▶ [Task item A]
Answer these questions from the osteoporosis passage, one per line:
(i) At what age does the body's creation of bone cells usually start to fall behind their removal?
(ii) What is osteoporosis known as, since it shows itself only when the condition is already serious?
(iii) What does physical therapy for osteoporosis begin with?
▶ [Task item B]
Decide whether each statement agrees with the osteoporosis passage. Answer yes or no, and quote the words that settle it:
(i) Smoking is named as a risk factor for osteoporosis.
(ii) Osteoporosis is the biggest health problem worldwide.
(iii) Physical therapy for patients without a fracture includes resistance exercises.
▶ [Task item C] Write out everything in the osteoporosis passage from "How does osteoporosis" down to "and family history.", switching "sedentary lifestyle" for "inactive lifestyle".

[Opening Supplied passage section]

Osteoporosis affects millions of people and is the second biggest health problem worldwide. Osteoporosis is the condition wherein the bones lose mass and the bone tissues deteriorate. Osteoporosis makes bones thin, fragile, and highly susceptible to fractures.
How does osteoporosis occur? The body continuously eliminates and creates bone cells. As a person grows old, usually starting in the 30's, the body's process of creating bone cells becomes slower than the process of removing them resulting in a great deficit in bone mass. In addition to aging, other factors that make a person at risk of osteoporosis are smoking, sedentary lifestyle, early menopause, and family history.
Known as a silent disease, osteoporosis manifests itself only when the condition is already serious. Most people who suffer from osteoporosis had no idea they had the disease until they experience a fracture or severe pain in the back. What most people are not aware of is you can prevent this disease early in life through exercise and daily calcium intake.
For those at risk of developing osteoporosis or already diagnosed with it, physical therapy for osteoporosis is one of the best ways to fight this disease. Many qualified physical therapists specialize in the treatment of osteoporosis. Physical therapy for osteoporosis begins with a thorough physical evaluation where the therapist identifies restrictions, imbalances and, specifically, what activities and movements the patient is capable of or is limited to doing. The evaluation serves as the basis for the creation of a customized physical therapy program
Physical therapy for osteoporosis patients without a fracture includes strengthening exercises and resistance exercises intended to increase bone mass and make bone-supporting muscles stronger to help prevent fractures. To ease the stress on your bones, your physical therapist will also teach you about body balance, body mechanics and posture. Your therapist will also work with you to find out if there are any risks to you at home and at work such as specific activities that can lead to bone fracture.
Physical therapy for osteoporosis patients suffering a fracture involves specific exercises and other treatment methods designed for pain relief and bone strengthening as well as prevention of fractures in the future.
In addition to exercises, physical therapy for osteoporosis may also include massage, manual therapy, exercises such as Pilates, tai chi and yoga and heat and cold therapies for pain management.
Physical therapy for osteoporosis seeks to strengthen bones, increase flexibility and manage pain. It also increases the patient's awareness of the body and develops responsibility for their own health.

[Closing Supplied passage section]
[Opening Information given section]

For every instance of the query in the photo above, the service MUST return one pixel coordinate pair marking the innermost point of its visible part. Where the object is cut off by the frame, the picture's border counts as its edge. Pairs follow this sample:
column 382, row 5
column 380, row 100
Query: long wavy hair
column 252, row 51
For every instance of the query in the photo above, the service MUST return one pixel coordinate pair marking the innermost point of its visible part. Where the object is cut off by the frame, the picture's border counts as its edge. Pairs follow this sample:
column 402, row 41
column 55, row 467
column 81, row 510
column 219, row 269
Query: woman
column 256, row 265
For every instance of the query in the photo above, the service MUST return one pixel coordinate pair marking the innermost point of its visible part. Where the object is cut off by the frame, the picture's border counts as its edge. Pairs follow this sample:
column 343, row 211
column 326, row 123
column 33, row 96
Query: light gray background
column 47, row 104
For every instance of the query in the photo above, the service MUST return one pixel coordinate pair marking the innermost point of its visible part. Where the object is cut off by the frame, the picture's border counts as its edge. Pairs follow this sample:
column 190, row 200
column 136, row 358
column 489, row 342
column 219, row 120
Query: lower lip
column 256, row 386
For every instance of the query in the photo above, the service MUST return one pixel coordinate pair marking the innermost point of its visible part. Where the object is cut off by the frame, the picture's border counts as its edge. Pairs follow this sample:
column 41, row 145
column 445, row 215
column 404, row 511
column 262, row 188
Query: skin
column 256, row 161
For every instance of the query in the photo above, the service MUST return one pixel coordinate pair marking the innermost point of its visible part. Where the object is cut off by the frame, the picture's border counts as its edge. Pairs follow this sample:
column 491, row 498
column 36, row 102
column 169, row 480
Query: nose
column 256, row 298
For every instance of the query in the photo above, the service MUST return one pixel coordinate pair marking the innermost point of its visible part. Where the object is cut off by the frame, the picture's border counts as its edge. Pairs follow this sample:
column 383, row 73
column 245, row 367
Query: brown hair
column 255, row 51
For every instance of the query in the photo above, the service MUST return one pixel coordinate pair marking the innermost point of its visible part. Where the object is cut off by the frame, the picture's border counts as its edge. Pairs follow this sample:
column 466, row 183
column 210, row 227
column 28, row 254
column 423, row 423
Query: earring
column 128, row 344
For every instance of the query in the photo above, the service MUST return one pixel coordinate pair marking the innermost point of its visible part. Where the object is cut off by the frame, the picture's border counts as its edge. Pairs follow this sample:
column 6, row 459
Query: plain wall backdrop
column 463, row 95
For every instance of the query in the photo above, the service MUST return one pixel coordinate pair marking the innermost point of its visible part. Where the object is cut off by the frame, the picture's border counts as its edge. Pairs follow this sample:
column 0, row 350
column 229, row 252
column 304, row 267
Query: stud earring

[Closing Information given section]

▶ [Reply A]
(i) Usually starting in the 30's.
(ii) A silent disease.
(iii) A thorough physical evaluation.

▶ [Reply B]
(i) Yes: "other factors that make a person at risk of osteoporosis are smoking, sedentary lifestyle, early menopause, and family history."
(ii) No: "is the second biggest health problem worldwide."
(iii) Yes: "Physical therapy for osteoporosis patients without a fracture includes strengthening exercises and resistance exercises."

▶ [Reply C]
How does osteoporosis occur? The body continuously eliminates and creates bone cells. As a person grows old, usually starting in the 30's, the body's process of creating bone cells becomes slower than the process of removing them resulting in a great deficit in bone mass. In addition to aging, other factors that make a person at risk of osteoporosis are smoking, inactive lifestyle, early menopause, and family history.